*READING TEXT*:

== Segment start ==

When “overflow” replaces decree, covenant collapses. Creation is no longer a result of divine freedom and wisdom (WCF IV.1), but an emotional spillover. The covenant becomes afterglow, not condescension.
And if God’s love merely “spilled out,” why covenant structure? Why law? Why blood? Did Sinai happen from overflow? Was the Cross a pipe burst? Tear out covenant from creation, and redemption loses its footing. Judgment becomes a mood swing.
Herman Bavinck didn’t need overflow metaphors. He had something stronger: divine fullness. God creates not out of need, but out of glory. The Trinity is not a cosmic friendship circle—it is the eternally blessed communion of one Being, three Persons.
He writes: “God is the plenitude of being… who knows and loves Himself with infinite power and consciousness.”1
The WCF does not blink: God is “infinite in being and perfection… without body, parts, or passions.”2 When we trade that for poetic overflow, we don’t get intimacy—we get instability.
And here's the Baptist twist. Huff, a Reformed Baptist, doesn’t quote or reference the 1689 Second London Baptist Confession either. Not a phrase. Not a chapter. Not even “subsisteth in three persons.” He avoids Westminster and London—dodging the very Reformed roots that could support his apologetic.
This post-confessionalism is not neutrality. It is surrender. By removing classical categories, Huff makes his theology digestible for ecumenism—superficially agreeable across traditions, but doctrinally diluted. Lowest common denominator theology is great for interfaith panels. It cannot guard the church.
So let us speak plainly. Wesley Huff’s popular presentations are charming, but theologically disarmed. They offer warmth without weight, metaphor without substance, and community without covenant. They are incapable of defending the faith against even the softest forms of modern heresy.
Only the classical, Reformed, confessional vision of God—immutable, triune, and self-sufficient—can sustain the gospel, uphold the covenant, and anchor the church. Every other view is not just inadequate, it is, historically and theologically, indefensible and dangerous.

== Segment end ==

*DATASET CONTENT*:

== Segment start ==

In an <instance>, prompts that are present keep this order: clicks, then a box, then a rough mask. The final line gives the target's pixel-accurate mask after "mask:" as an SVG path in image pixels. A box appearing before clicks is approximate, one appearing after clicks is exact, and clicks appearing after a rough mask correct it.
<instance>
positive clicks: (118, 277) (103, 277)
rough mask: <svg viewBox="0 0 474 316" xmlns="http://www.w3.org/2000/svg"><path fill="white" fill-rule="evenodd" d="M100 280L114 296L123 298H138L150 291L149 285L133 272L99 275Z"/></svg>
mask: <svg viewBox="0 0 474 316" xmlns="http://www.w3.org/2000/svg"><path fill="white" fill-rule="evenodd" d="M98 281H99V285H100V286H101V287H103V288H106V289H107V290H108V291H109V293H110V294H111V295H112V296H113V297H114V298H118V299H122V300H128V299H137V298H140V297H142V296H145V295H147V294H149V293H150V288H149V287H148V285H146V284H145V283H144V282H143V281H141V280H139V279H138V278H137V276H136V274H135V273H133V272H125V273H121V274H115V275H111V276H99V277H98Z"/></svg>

== Segment end ==

*WHAT THIS EXERCISE ASKS*:
a - In the theology critique, which confession does Huff, a Reformed Baptist, not quote or reference?
b - Sum up the theology critique in two sentences.
c - Reproduce the theology critique from "And here's the" to "of modern heresy.", keeping every word unchanged.

*TASK-BY-TASK OUTPUTS*:
a - The 1689 Second London Baptist Confession.

b - The theology critique argues that replacing decree with an "overflow" picture of God's love makes covenant collapse, while Bavinck grounds creation in divine fullness and glory rather than need. It faults Wesley Huff for avoiding both the Westminster and 1689 London confessions, calls his presentations charming but theologically disarmed, and holds that only the classical, Reformed, confessional vision of God can sustain the gospel.

c -
And here's the Baptist twist. Huff, a Reformed Baptist, doesn’t quote or reference the 1689 Second London Baptist Confession either. Not a phrase. Not a chapter. Not even “subsisteth in three persons.” He avoids Westminster and London—dodging the very Reformed roots that could support his apologetic.
This post-confessionalism is not neutrality. It is surrender. By removing classical categories, Huff makes his theology digestible for ecumenism—superficially agreeable across traditions, but doctrinally diluted. Lowest common denominator theology is great for interfaith panels. It cannot guard the church.
So let us speak plainly. Wesley Huff’s popular presentations are charming, but theologically disarmed. They offer warmth without weight, metaphor without substance, and community without covenant. They are incapable of defending the faith against even the softest forms of modern heresy.